Given task A ->
In the looper/PEP thread:
(i) What two things does a project need in order to run?
(ii) Which option does the commenter who likes a separate config file lean toward?
(iii) Where do these things happen, instead of in the sample table?
Given task B ->
Can you rewrite the looper/PEP thread, beginning at the words "Closed nsheff closed" and stopping after "specify them independently.", with each "samples" changed to "datasets"?
Given task C ->
According to the looper/PEP thread, why does it seem nice to specify the pipeline and the samples independently?

Document passage ->
=-=-=
Closed nsheff closed 12 months ago
I'm a bit conflicted here and would like to hear if anyone who has lots of experience with PEP/looper has any ideas... Opinions, @stolarczyk @vreuter @jpsmith5 @afrendeiro ?
I think I lean toward option 1 actually. I feel like it may be easier conceptually to have a separate config file outside of the PEP file.
The question
To run a project, we need 1) a pipeline, and 2) some samples to run the pipeline on. They're independent, since I could run a different pipeline on those samples, or run that pipeline on different samples. So, it seems nice to specify them independently.
But right now, looper sticks its fingers all over into PEP, which specifies the sample metadata. For example:
sample_modifiers
. So, you're configuring the pipeline run using the PEP.Because we are modifying the PEP to define and modify the pipeline, this couples the PEP to the particular pipeline. But wait -- a great thing about PEP is that these things are happening inside the yaml file, and not in the sample table. So, that's nice, yes ... That's great -- but it wouldn't it be even better if the entire PEP were portable? Maybe... but on the other hand, in some sense the whole point of the PEP was to move the non-portable stuff into the config file.
=-=-=
Supplied material ->
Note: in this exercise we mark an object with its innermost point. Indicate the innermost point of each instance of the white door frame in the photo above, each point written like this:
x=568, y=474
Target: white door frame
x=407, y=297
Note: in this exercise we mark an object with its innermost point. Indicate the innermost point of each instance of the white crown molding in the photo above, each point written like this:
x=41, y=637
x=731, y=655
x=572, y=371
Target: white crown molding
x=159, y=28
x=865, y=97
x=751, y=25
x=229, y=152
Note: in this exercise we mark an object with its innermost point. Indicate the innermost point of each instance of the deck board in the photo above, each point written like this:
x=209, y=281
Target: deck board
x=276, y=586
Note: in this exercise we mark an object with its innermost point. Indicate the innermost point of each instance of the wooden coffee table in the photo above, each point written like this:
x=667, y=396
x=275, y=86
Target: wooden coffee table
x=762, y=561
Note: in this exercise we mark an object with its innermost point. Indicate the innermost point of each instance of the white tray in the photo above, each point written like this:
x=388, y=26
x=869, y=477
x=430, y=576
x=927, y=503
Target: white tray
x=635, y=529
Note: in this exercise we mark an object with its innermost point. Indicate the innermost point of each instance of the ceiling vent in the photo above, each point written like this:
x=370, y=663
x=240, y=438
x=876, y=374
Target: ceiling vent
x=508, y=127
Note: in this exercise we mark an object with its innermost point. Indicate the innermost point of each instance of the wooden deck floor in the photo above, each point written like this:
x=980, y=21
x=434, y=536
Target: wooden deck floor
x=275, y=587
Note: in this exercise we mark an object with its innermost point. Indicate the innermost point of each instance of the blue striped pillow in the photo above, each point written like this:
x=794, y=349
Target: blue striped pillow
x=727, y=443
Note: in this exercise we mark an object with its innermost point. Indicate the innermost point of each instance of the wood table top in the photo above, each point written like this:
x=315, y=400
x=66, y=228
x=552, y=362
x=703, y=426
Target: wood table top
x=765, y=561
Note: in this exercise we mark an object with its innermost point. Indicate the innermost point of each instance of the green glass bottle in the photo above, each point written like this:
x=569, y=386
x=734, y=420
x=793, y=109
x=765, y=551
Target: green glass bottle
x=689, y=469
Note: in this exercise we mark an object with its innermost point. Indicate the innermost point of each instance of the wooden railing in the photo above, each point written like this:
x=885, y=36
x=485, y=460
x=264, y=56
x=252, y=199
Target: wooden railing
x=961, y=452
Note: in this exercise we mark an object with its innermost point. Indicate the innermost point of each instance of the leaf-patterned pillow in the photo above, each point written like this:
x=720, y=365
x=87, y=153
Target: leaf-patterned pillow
=-=-=
Final answer A ->
(i) A pipeline and some samples to run the pipeline on.
(ii) Option 1.
(iii) Inside the yaml file.

Final answer B ->
Closed nsheff closed 12 months ago
I'm a bit conflicted here and would like to hear if anyone who has lots of experience with PEP/looper has any ideas... Opinions, @stolarczyk @vreuter @jpsmith5 @afrendeiro ?
I think I lean toward option 1 actually. I feel like it may be easier conceptually to have a separate config file outside of the PEP file.
The question
To run a project, we need 1) a pipeline, and 2) some datasets to run the pipeline on. They're independent, since I could run a different pipeline on those datasets, or run that pipeline on different datasets. So, it seems nice to specify them independently.

Final answer C ->
The pipeline and the samples are independent of each other. A different pipeline could be run on those samples, or that pipeline could be run on different samples.